■ EXTRAIT FOURNI

Tous les matins, J.P. m'y rejoint. 
Un matin, il ne vient pas et je constate que mon chien, à force d'avoir couru dans tous ces végétaux, les a aplatis : il n'en reste plus et la mer est maintenant bien visible. 

Rêve du 30 août 2014

jeudi 25 septembre 2014

Complément d'enquête

Mes jours n'étaient pas (tous) tendres mais j'ai décidé il y a 8 ans qu'il n'en passerait plus aucun sans que j'en garde une trace. 
Couleurs de ciel, humeurs des rues, mots qui comptent, rêves édifiants, voyages imaginaires, petits cailloux ou pierres à mon édifice. Pour ne jamais oublier qui j'étais, décider qui je serai. 


et vous ? qu'en faites-vous, du temps qui passe ?

mercredi 24 septembre 2014

"LEER ES UNA FORMA DE VIVIR" *

Des livres sont éparpillés, dans la maison, ont des dates de 
retour, glissées entre leurs pages. 
Comme des dates de péremption. 
Pourtant, ce que je lis ne se périme 
pas : me nourrit. 
*"Lire est un mode de vie"
Rosa Montero. La loca de la casa.

mardi 23 septembre 2014

Tuesday self portrait

Je me suis regardée dans le miroir au-dessus du lavabo. J'ai réalisé que je n'avais pas changé de coupe de cheveux depuis mon adolescence. Je me suis assise par terre et j'ai étalé les quelques magazines de rock qui étaient en ma possession. En général, je les achetais pour y récupérer toutes les nouvelles photos de Bob Dylan, mais cette fois-ci, ce n'était pas lui que je cherchais. J'ai découpé toutes les photos de Keith Richards que j'ai pu trouver. Je les ai étudiées un petit moment, puis j'ai sorti mes instruments et, à grands coups de cisailles, j'ai fait mes adieux à l'ère folk. Après quoi je me suis fait un shampooing dans la salle de bains du palier et j'ai secoué mes cheveux pour les sécher. C'était une expérience libératrice. 
A son retour, Robert a été surpris mais content. "Qu'est-ce qui t'a pris ?" s'est-il exclamé. J'ai répondu d'un simple haussement d'épaules. Mais quand on est retournés au Max's, ma coupe de cheveux a fait sensation, c'est le moins qu'on puisse dire. Je n'en revenais pas de l'effet produit. J'étais toujours la même personne, mais mon statut social s'est élevé d'un coup. Ma coupe à la Keith Richards déliait automatiquement les langues. Ça m'a fait penser aux filles que je connaissais au lycée. Elles rêvaient de devenir chanteuses mais finissaient coiffeuses. Aucune de ces deux vocations ne m'attirait particulièrement, mais dans les semaines suivantes j'allais couper les cheveux de beaucoup de gens et chanter à La MaMa. 
Patti Smith. Just kids

lundi 22 septembre 2014

Une chambre à moi (1)

■ LISTE DES ENREGISTREMENTS
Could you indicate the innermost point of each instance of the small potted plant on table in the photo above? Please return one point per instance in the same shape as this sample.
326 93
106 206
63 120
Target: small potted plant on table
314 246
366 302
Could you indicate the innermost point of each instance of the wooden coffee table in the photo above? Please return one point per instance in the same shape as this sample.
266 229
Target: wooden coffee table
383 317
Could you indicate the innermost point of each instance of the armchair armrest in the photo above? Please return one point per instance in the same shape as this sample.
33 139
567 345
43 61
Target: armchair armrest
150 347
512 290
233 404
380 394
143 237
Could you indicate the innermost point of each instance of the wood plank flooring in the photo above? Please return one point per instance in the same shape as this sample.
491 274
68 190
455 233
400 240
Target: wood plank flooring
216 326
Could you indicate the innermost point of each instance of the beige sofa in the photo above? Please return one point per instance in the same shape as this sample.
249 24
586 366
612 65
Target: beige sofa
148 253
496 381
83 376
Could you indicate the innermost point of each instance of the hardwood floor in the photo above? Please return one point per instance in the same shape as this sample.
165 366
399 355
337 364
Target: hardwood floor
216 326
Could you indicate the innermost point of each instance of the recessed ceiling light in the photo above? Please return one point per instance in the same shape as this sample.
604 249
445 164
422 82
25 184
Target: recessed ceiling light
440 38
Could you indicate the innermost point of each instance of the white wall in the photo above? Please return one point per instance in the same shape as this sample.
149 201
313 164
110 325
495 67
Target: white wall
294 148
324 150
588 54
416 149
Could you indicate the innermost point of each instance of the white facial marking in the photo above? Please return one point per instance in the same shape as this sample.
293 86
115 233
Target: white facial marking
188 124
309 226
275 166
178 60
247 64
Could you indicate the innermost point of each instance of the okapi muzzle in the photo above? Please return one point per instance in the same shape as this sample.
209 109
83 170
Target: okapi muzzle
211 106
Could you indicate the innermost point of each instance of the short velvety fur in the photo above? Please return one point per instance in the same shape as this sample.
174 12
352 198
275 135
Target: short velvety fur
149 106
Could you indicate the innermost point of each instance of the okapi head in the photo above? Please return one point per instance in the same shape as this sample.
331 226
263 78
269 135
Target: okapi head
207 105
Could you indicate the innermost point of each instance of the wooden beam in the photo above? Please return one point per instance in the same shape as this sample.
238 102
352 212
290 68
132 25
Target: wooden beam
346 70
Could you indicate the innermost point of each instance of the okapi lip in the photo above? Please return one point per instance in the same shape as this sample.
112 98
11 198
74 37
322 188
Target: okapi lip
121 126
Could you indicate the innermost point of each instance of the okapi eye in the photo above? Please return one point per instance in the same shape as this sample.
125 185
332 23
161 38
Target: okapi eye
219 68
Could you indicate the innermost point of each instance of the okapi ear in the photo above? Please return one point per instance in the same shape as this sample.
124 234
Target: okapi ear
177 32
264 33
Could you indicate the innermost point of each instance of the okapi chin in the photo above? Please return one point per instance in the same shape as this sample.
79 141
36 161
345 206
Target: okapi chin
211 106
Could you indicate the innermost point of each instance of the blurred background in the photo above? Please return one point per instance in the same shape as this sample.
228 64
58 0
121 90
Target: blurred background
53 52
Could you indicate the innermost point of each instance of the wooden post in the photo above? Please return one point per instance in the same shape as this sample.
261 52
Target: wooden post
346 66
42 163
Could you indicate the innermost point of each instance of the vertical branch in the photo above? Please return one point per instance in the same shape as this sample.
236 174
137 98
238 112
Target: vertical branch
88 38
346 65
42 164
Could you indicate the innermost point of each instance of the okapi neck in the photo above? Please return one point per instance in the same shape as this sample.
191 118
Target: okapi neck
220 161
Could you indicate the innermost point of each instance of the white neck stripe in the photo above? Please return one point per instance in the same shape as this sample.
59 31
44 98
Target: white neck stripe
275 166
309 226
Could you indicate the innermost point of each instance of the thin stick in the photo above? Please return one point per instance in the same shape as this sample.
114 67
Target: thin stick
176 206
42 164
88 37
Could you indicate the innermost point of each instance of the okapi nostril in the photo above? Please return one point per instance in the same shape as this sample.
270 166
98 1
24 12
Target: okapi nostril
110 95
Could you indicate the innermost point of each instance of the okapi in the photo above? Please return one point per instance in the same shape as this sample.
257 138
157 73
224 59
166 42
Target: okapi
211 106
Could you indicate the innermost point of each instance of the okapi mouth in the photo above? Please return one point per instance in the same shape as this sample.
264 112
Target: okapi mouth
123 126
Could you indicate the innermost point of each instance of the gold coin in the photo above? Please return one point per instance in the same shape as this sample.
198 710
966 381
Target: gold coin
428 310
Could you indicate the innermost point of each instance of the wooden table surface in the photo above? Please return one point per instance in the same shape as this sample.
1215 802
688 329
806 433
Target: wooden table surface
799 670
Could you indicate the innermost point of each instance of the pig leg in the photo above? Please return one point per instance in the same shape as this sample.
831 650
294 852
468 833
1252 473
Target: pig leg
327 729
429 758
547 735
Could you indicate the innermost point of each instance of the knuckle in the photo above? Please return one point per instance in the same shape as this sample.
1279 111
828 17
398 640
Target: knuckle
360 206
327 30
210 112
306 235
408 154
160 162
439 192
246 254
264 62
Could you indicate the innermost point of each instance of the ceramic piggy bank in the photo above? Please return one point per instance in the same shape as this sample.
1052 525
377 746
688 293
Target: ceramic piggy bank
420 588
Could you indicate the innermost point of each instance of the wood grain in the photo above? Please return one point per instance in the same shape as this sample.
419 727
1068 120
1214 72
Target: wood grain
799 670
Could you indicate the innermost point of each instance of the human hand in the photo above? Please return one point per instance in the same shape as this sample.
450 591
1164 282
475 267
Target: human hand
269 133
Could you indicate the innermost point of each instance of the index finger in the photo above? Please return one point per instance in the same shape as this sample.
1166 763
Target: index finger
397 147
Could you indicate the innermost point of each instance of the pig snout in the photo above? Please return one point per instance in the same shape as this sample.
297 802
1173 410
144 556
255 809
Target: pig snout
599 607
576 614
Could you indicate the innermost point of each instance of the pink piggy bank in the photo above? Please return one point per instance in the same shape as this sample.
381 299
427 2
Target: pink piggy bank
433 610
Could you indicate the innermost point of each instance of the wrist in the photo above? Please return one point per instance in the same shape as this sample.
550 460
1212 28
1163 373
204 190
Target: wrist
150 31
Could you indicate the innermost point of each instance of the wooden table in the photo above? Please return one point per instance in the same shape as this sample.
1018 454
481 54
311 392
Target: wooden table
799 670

■ EXERCICES
1 > Recopiez l'extrait de journal entre « Tuesday self portrait » et « une expérience libératrice. », bornes incluses.
2 > Prolongez l'extrait de journal à partir de sa dernière ligne.
Les enregistrements n'ont aucun lien avec l'extrait de journal.

■ RÉSULTATS
1 >
Tuesday self portrait

Je me suis regardée dans le miroir au-dessus du lavabo. J'ai réalisé que je n'avais pas changé de coupe de cheveux depuis mon adolescence. Je me suis assise par terre et j'ai étalé les quelques magazines de rock qui étaient en ma possession. En général, je les achetais pour y récupérer toutes les nouvelles photos de Bob Dylan, mais cette fois-ci, ce n'était pas lui que je cherchais. J'ai découpé toutes les photos de Keith Richards que j'ai pu trouver. Je les ai étudiées un petit moment, puis j'ai sorti mes instruments et, à grands coups de cisailles, j'ai fait mes adieux à l'ère folk. Après quoi je me suis fait un shampooing dans la salle de bains du palier et j'ai secoué mes cheveux pour les sécher. C'était une expérience libératrice.

2 >
Depuis longtemps, je n'avais pas ouvert la boîte de Mamy et le bruit du couvercle m'a emmenée ailleurs alors même que passaient des gens, dans la rue, qui parlaient fort comme chez eux, qui m'ont semblé être chez moi
Je dis encore chez toi. Je dis aussi chez nous. Chez vous, parfois. 

Je garde une trace de mon grand appartement (2) dans la mémoire de mon appareil photo comme un foyer nomade, portatif, permanent.  
Et je me demande parfois : qui dort dans cette chambre, depuis qu'elle n'est plus à moi

(1) "Si Mrs. Seton et sa mère, et la mère de sa mère avaient appris le grand art de gagner de l'argent, si elles avaient, comme leurs pères et leurs grands-pères, fait des legs destinés à la création de chaires ou de maîtrises de conférences, et de prix, et de bourses affectées à une personne de leur propre sexe, nous aurions pu dîner seules ici, de façon très acceptable, avec un perdreau et une bouteille de vin; nous aurions pu, sans pour cela faire preuve d'une confiance exagérée, escompter une vie agréable et honorable à l'abri d'une profession généreusement rétribuée. Nous aurions pu explorer ou écrire; flâner à travers les lieux les plus vénérables de cette terre; rester en contemplation, assises sur les marches du Parthénon, ou nous rendre à dix heures au bureau, puis rentrer tranquillement chez nous à quatre heures et demie pour écrire un petit poème."
Virginia Woolf. Une chambre à soi

(2) celle, aussi, d'un train où j'ai passé onze heures à l'aller, onze heures au retour, où je me suis sentie si bien.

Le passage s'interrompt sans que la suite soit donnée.